Please reproduce each line of the data below as it stands.
(Beginning of Input data)
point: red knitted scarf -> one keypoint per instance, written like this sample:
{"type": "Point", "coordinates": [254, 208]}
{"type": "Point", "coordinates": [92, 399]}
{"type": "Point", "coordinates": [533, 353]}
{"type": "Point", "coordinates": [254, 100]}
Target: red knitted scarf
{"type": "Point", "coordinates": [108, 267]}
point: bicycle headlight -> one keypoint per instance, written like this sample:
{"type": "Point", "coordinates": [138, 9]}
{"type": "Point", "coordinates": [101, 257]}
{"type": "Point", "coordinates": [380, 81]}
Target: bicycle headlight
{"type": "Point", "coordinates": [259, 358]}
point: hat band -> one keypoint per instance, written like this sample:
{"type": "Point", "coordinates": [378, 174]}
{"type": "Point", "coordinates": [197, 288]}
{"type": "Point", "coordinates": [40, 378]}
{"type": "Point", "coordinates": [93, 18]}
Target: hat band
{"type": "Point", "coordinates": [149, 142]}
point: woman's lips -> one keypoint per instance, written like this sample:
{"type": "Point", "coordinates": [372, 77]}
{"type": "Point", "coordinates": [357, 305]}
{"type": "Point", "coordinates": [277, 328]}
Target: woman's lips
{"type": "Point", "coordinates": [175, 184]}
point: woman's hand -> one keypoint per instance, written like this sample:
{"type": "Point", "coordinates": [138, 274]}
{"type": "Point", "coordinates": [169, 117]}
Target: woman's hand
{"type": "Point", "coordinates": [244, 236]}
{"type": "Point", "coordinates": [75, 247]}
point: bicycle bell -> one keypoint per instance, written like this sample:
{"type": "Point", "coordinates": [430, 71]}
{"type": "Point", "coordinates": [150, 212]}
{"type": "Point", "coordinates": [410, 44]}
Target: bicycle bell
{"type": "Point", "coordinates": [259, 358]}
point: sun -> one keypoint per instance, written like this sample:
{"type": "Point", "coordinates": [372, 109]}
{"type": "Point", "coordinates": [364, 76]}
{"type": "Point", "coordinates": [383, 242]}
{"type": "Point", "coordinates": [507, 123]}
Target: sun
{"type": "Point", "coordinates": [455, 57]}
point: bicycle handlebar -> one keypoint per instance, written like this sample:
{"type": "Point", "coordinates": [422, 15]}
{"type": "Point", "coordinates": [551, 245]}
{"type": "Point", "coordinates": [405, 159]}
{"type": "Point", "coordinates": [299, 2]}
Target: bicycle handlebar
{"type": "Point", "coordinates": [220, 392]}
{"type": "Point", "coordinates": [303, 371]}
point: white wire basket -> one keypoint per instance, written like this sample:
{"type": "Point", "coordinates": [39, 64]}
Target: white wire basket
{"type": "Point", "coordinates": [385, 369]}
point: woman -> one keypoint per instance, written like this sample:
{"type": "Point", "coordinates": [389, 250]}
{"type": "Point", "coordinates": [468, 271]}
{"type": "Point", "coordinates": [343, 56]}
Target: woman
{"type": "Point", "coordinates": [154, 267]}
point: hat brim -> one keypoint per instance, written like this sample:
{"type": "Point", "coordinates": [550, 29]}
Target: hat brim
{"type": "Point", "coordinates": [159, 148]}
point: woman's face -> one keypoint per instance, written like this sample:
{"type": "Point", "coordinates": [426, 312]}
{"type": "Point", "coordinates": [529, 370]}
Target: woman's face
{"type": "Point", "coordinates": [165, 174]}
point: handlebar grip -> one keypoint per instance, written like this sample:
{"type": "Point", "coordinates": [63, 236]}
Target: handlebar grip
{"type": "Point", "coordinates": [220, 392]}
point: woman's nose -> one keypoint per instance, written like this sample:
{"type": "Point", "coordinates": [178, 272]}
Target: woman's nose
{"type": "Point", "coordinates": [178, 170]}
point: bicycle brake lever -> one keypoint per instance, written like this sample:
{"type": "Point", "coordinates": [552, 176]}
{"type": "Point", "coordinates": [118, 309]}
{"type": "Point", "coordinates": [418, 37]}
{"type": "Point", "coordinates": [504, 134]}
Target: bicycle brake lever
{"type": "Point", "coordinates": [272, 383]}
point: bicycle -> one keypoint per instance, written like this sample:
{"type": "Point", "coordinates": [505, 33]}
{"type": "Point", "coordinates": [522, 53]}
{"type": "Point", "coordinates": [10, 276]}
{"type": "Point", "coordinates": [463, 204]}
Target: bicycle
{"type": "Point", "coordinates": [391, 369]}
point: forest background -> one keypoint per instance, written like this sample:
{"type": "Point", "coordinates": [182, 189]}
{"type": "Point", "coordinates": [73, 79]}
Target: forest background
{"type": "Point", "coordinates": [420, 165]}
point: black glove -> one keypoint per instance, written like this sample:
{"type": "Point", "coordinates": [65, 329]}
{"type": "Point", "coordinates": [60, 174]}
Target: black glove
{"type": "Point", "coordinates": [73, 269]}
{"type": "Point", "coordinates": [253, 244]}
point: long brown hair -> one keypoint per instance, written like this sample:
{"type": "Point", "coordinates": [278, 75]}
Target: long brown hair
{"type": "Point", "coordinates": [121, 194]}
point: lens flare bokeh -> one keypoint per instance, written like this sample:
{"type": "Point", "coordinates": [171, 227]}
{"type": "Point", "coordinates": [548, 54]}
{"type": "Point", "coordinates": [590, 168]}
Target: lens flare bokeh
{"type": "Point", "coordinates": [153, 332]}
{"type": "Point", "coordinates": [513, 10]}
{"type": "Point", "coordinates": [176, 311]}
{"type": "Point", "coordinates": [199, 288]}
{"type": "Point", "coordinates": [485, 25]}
(End of Input data)
◆ **Result**:
point: red knitted scarf -> one keypoint per instance, written like this sample:
{"type": "Point", "coordinates": [254, 208]}
{"type": "Point", "coordinates": [92, 399]}
{"type": "Point", "coordinates": [533, 353]}
{"type": "Point", "coordinates": [254, 100]}
Target: red knitted scarf
{"type": "Point", "coordinates": [108, 267]}
point: bicycle headlight -> one keypoint per instance, written like this sample:
{"type": "Point", "coordinates": [138, 9]}
{"type": "Point", "coordinates": [101, 257]}
{"type": "Point", "coordinates": [380, 81]}
Target: bicycle headlight
{"type": "Point", "coordinates": [259, 358]}
point: hat band -> one keypoint per instance, written like this sample:
{"type": "Point", "coordinates": [378, 174]}
{"type": "Point", "coordinates": [197, 288]}
{"type": "Point", "coordinates": [40, 378]}
{"type": "Point", "coordinates": [93, 18]}
Target: hat band
{"type": "Point", "coordinates": [149, 142]}
point: woman's lips -> one keypoint per instance, written like this sample:
{"type": "Point", "coordinates": [372, 77]}
{"type": "Point", "coordinates": [357, 305]}
{"type": "Point", "coordinates": [277, 328]}
Target: woman's lips
{"type": "Point", "coordinates": [175, 184]}
point: woman's hand -> one keypoint per instance, written like this sample:
{"type": "Point", "coordinates": [138, 274]}
{"type": "Point", "coordinates": [169, 117]}
Target: woman's hand
{"type": "Point", "coordinates": [244, 236]}
{"type": "Point", "coordinates": [75, 247]}
point: bicycle bell -> one keypoint per instance, written like this sample:
{"type": "Point", "coordinates": [430, 71]}
{"type": "Point", "coordinates": [150, 212]}
{"type": "Point", "coordinates": [410, 44]}
Target: bicycle bell
{"type": "Point", "coordinates": [259, 358]}
point: sun -> one keypoint per instance, written like this sample:
{"type": "Point", "coordinates": [372, 109]}
{"type": "Point", "coordinates": [364, 76]}
{"type": "Point", "coordinates": [383, 242]}
{"type": "Point", "coordinates": [507, 123]}
Target: sun
{"type": "Point", "coordinates": [455, 57]}
point: bicycle handlebar -> one keypoint per instance, written like this sample:
{"type": "Point", "coordinates": [422, 15]}
{"type": "Point", "coordinates": [551, 245]}
{"type": "Point", "coordinates": [405, 159]}
{"type": "Point", "coordinates": [299, 2]}
Target: bicycle handlebar
{"type": "Point", "coordinates": [220, 392]}
{"type": "Point", "coordinates": [303, 371]}
point: white wire basket -> one keypoint per instance, written like this sample:
{"type": "Point", "coordinates": [39, 64]}
Target: white wire basket
{"type": "Point", "coordinates": [385, 369]}
point: woman -> one keypoint per instance, written like this sample:
{"type": "Point", "coordinates": [389, 250]}
{"type": "Point", "coordinates": [468, 271]}
{"type": "Point", "coordinates": [343, 56]}
Target: woman
{"type": "Point", "coordinates": [154, 267]}
point: hat brim -> one keypoint per instance, written like this sample:
{"type": "Point", "coordinates": [550, 29]}
Target: hat brim
{"type": "Point", "coordinates": [159, 148]}
point: woman's face -> one keypoint per instance, written like this sample:
{"type": "Point", "coordinates": [426, 312]}
{"type": "Point", "coordinates": [529, 370]}
Target: woman's face
{"type": "Point", "coordinates": [165, 174]}
point: handlebar grip -> one keypoint per instance, written like this sample:
{"type": "Point", "coordinates": [63, 236]}
Target: handlebar grip
{"type": "Point", "coordinates": [220, 392]}
point: woman's nose -> one keypoint per instance, written like this sample:
{"type": "Point", "coordinates": [178, 272]}
Target: woman's nose
{"type": "Point", "coordinates": [178, 170]}
point: bicycle brake lever -> one keypoint per instance, written like this sample:
{"type": "Point", "coordinates": [552, 176]}
{"type": "Point", "coordinates": [118, 309]}
{"type": "Point", "coordinates": [418, 37]}
{"type": "Point", "coordinates": [504, 134]}
Target: bicycle brake lever
{"type": "Point", "coordinates": [272, 383]}
point: bicycle -> one keypoint per instance, written like this sample:
{"type": "Point", "coordinates": [505, 33]}
{"type": "Point", "coordinates": [522, 53]}
{"type": "Point", "coordinates": [10, 276]}
{"type": "Point", "coordinates": [463, 204]}
Target: bicycle
{"type": "Point", "coordinates": [391, 369]}
point: forest background -> one keypoint per instance, written like this sample:
{"type": "Point", "coordinates": [182, 189]}
{"type": "Point", "coordinates": [73, 79]}
Target: forest background
{"type": "Point", "coordinates": [420, 165]}
point: black glove -> one keypoint per instance, written like this sample:
{"type": "Point", "coordinates": [65, 329]}
{"type": "Point", "coordinates": [60, 174]}
Target: black glove
{"type": "Point", "coordinates": [73, 269]}
{"type": "Point", "coordinates": [253, 244]}
point: long brown hair -> one keypoint per instance, written like this sample:
{"type": "Point", "coordinates": [278, 75]}
Target: long brown hair
{"type": "Point", "coordinates": [121, 194]}
point: lens flare bokeh -> one keypoint per instance, written like this sample:
{"type": "Point", "coordinates": [171, 227]}
{"type": "Point", "coordinates": [548, 54]}
{"type": "Point", "coordinates": [590, 168]}
Target: lens flare bokeh
{"type": "Point", "coordinates": [153, 332]}
{"type": "Point", "coordinates": [513, 10]}
{"type": "Point", "coordinates": [176, 311]}
{"type": "Point", "coordinates": [199, 288]}
{"type": "Point", "coordinates": [485, 25]}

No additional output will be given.